**PASSAGE:**
== == ==

In addition to being a source of carbon monoxide, heme is a critical signal transducer involved in carbon monoxide sensing. As a signaling agent, carbon monoxide is involved in normal physiology and has therapeutic benefits in many indications such as ameliorating inflammation and hypoxia. It remain under investigation, however, to what extent HMOX is involved in carbon monoxide's protective effect against hypoxia as 3 molar equivalents of oxygen are required to produce carbon monoxide from heme catabolism, along with the question of heme bioavailability, and slow HMOX1 induction which may take several hours (e.g. the slow healing of a bruise).

=== Biliverdin / bilirubin ===

Ancient documentation for endogenous bilirubin traces back to medical humours written by Hippocrates.

== == ==

**ABOUT THIS EXERCISE:** Please repeat everything in the heme passage from "In addition to" down to "of a bruise).", word for word. Work from the heme passage alone.

== == ==

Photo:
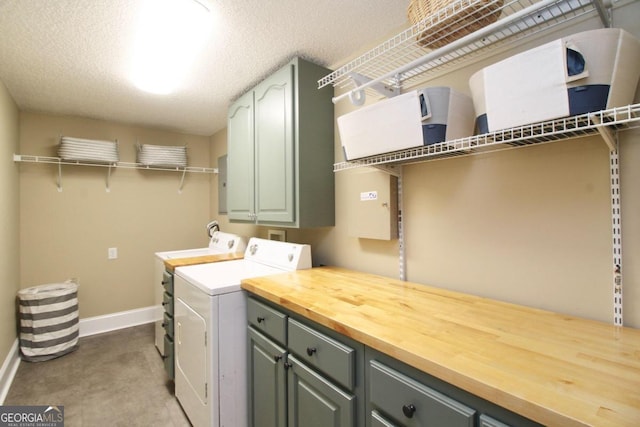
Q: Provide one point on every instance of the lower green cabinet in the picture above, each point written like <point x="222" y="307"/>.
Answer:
<point x="399" y="395"/>
<point x="268" y="382"/>
<point x="413" y="403"/>
<point x="314" y="401"/>
<point x="302" y="375"/>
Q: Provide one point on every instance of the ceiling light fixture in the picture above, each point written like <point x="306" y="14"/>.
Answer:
<point x="169" y="36"/>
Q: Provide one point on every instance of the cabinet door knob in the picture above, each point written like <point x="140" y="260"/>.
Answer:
<point x="408" y="410"/>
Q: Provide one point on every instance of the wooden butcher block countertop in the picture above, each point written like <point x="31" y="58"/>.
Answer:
<point x="555" y="369"/>
<point x="172" y="264"/>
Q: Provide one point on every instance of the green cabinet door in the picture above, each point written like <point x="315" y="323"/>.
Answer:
<point x="316" y="402"/>
<point x="240" y="160"/>
<point x="267" y="382"/>
<point x="274" y="147"/>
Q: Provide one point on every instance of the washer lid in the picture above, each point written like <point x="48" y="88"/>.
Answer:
<point x="224" y="277"/>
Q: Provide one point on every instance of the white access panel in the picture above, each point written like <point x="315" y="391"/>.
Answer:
<point x="372" y="211"/>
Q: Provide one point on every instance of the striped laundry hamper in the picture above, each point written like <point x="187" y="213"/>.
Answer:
<point x="48" y="320"/>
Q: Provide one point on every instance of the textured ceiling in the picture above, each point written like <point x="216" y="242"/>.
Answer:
<point x="73" y="56"/>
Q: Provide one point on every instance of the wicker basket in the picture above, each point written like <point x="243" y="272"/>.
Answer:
<point x="451" y="19"/>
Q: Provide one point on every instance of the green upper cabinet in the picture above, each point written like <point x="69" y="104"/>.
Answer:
<point x="280" y="151"/>
<point x="240" y="175"/>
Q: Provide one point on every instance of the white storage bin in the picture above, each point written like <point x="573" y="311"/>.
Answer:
<point x="585" y="72"/>
<point x="48" y="320"/>
<point x="416" y="118"/>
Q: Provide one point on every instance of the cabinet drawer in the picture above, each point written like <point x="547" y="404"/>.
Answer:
<point x="267" y="320"/>
<point x="314" y="400"/>
<point x="167" y="282"/>
<point x="378" y="420"/>
<point x="413" y="403"/>
<point x="167" y="303"/>
<point x="169" y="357"/>
<point x="323" y="352"/>
<point x="167" y="324"/>
<point x="487" y="421"/>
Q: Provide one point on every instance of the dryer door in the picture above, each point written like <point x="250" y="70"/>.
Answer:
<point x="191" y="354"/>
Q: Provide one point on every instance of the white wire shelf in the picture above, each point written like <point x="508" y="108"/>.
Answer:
<point x="124" y="165"/>
<point x="604" y="122"/>
<point x="25" y="158"/>
<point x="402" y="61"/>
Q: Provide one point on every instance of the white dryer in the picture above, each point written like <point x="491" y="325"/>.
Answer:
<point x="211" y="330"/>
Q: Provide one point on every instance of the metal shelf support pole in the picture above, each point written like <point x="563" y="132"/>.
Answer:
<point x="616" y="223"/>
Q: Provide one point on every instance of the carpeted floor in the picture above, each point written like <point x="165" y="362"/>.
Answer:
<point x="113" y="379"/>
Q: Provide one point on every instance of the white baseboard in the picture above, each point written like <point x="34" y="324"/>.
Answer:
<point x="120" y="320"/>
<point x="8" y="370"/>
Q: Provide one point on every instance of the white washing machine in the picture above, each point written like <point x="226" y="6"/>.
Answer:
<point x="211" y="330"/>
<point x="219" y="243"/>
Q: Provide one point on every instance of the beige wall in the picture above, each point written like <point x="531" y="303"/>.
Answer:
<point x="9" y="221"/>
<point x="530" y="226"/>
<point x="66" y="234"/>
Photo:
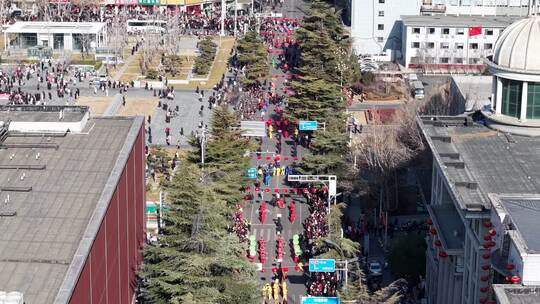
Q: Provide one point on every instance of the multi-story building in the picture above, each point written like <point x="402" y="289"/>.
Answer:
<point x="375" y="26"/>
<point x="477" y="7"/>
<point x="483" y="243"/>
<point x="443" y="42"/>
<point x="72" y="215"/>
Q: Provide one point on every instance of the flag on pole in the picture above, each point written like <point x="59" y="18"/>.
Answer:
<point x="475" y="30"/>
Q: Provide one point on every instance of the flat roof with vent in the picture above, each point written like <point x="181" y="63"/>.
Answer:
<point x="48" y="196"/>
<point x="478" y="160"/>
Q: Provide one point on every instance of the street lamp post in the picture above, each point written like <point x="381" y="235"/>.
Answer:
<point x="235" y="15"/>
<point x="202" y="141"/>
<point x="223" y="15"/>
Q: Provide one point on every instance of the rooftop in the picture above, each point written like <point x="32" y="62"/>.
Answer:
<point x="475" y="89"/>
<point x="459" y="21"/>
<point x="477" y="160"/>
<point x="516" y="294"/>
<point x="524" y="214"/>
<point x="41" y="27"/>
<point x="51" y="186"/>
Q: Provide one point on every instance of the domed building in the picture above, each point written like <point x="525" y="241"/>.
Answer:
<point x="515" y="66"/>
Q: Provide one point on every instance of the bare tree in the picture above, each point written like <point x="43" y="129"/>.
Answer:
<point x="384" y="148"/>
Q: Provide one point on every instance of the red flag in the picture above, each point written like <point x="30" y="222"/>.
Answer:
<point x="475" y="30"/>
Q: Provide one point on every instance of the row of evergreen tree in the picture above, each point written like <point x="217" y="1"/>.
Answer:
<point x="327" y="64"/>
<point x="197" y="259"/>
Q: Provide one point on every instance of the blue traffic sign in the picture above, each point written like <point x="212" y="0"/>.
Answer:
<point x="307" y="125"/>
<point x="322" y="265"/>
<point x="252" y="173"/>
<point x="320" y="300"/>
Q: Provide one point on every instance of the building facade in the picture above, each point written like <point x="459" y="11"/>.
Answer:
<point x="483" y="245"/>
<point x="478" y="7"/>
<point x="111" y="252"/>
<point x="445" y="42"/>
<point x="375" y="26"/>
<point x="74" y="216"/>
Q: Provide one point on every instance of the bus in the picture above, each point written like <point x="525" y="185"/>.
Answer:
<point x="417" y="89"/>
<point x="141" y="26"/>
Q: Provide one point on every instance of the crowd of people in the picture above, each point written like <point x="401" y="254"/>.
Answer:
<point x="240" y="225"/>
<point x="316" y="224"/>
<point x="323" y="284"/>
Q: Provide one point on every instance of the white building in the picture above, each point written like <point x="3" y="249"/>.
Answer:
<point x="57" y="35"/>
<point x="375" y="25"/>
<point x="477" y="7"/>
<point x="484" y="242"/>
<point x="449" y="42"/>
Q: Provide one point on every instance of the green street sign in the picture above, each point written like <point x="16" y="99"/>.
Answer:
<point x="148" y="2"/>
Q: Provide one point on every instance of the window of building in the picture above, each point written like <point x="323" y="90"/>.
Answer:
<point x="533" y="100"/>
<point x="511" y="97"/>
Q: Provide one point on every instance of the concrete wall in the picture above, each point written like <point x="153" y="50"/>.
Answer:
<point x="365" y="20"/>
<point x="108" y="275"/>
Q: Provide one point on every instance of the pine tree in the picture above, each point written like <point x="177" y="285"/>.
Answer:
<point x="197" y="260"/>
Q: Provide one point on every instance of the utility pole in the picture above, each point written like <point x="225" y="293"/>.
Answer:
<point x="223" y="15"/>
<point x="202" y="141"/>
<point x="235" y="15"/>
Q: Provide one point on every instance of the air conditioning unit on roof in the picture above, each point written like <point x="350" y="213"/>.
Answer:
<point x="13" y="297"/>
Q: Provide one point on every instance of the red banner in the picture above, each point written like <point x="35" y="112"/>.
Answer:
<point x="475" y="30"/>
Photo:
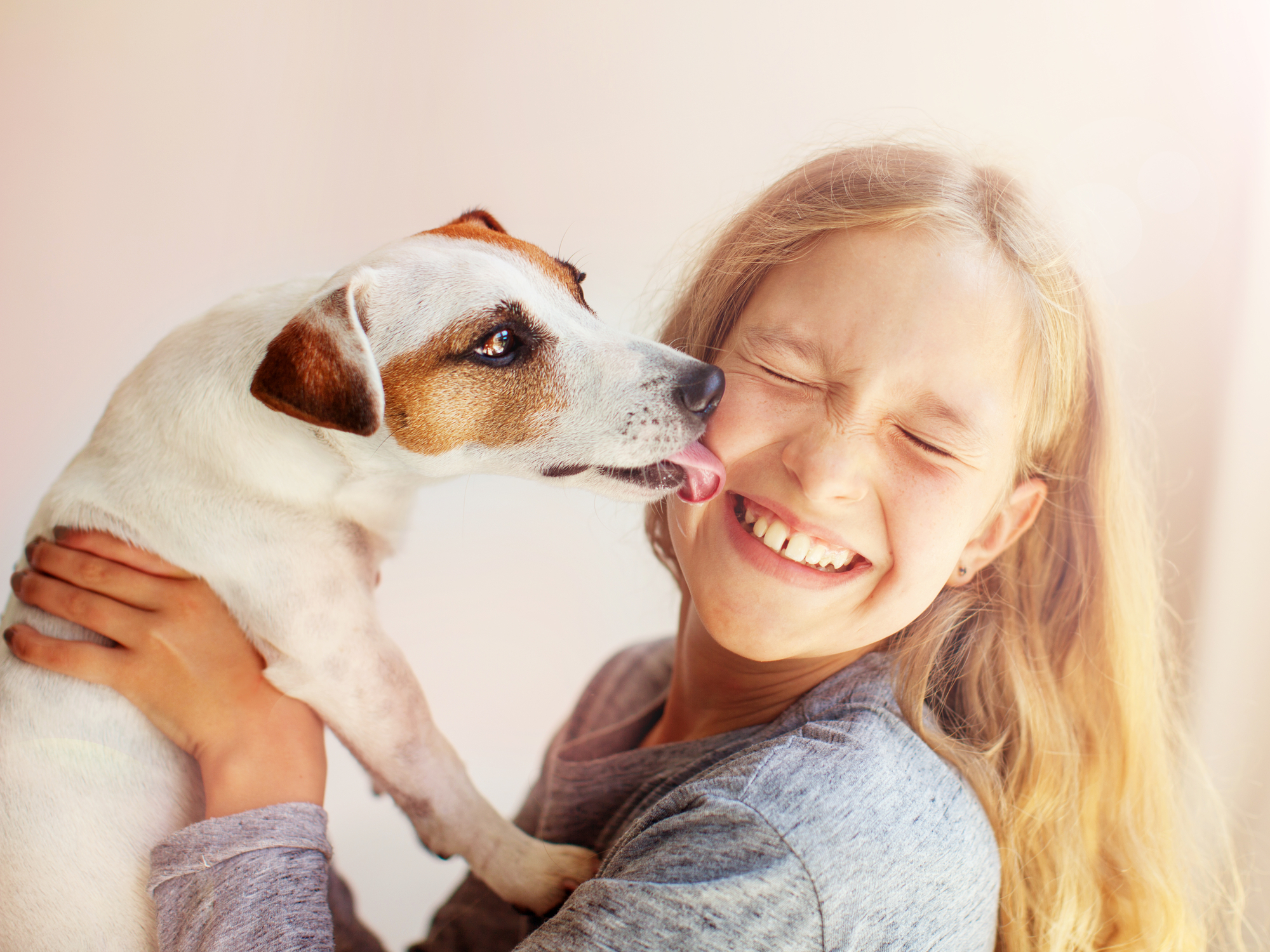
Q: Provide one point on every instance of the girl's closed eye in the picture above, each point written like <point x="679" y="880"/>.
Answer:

== == ==

**TASK RESPONSE:**
In addition to being a source of carbon monoxide, heme is a critical signal transducer involved in carbon monoxide sensing. As a signaling agent, carbon monoxide is involved in normal physiology and has therapeutic benefits in many indications such as ameliorating inflammation and hypoxia. It remain under investigation, however, to what extent HMOX is involved in carbon monoxide's protective effect against hypoxia as 3 molar equivalents of oxygen are required to produce carbon monoxide from heme catabolism, along with the question of heme bioavailability, and slow HMOX1 induction which may take several hours (e.g. the slow healing of a bruise).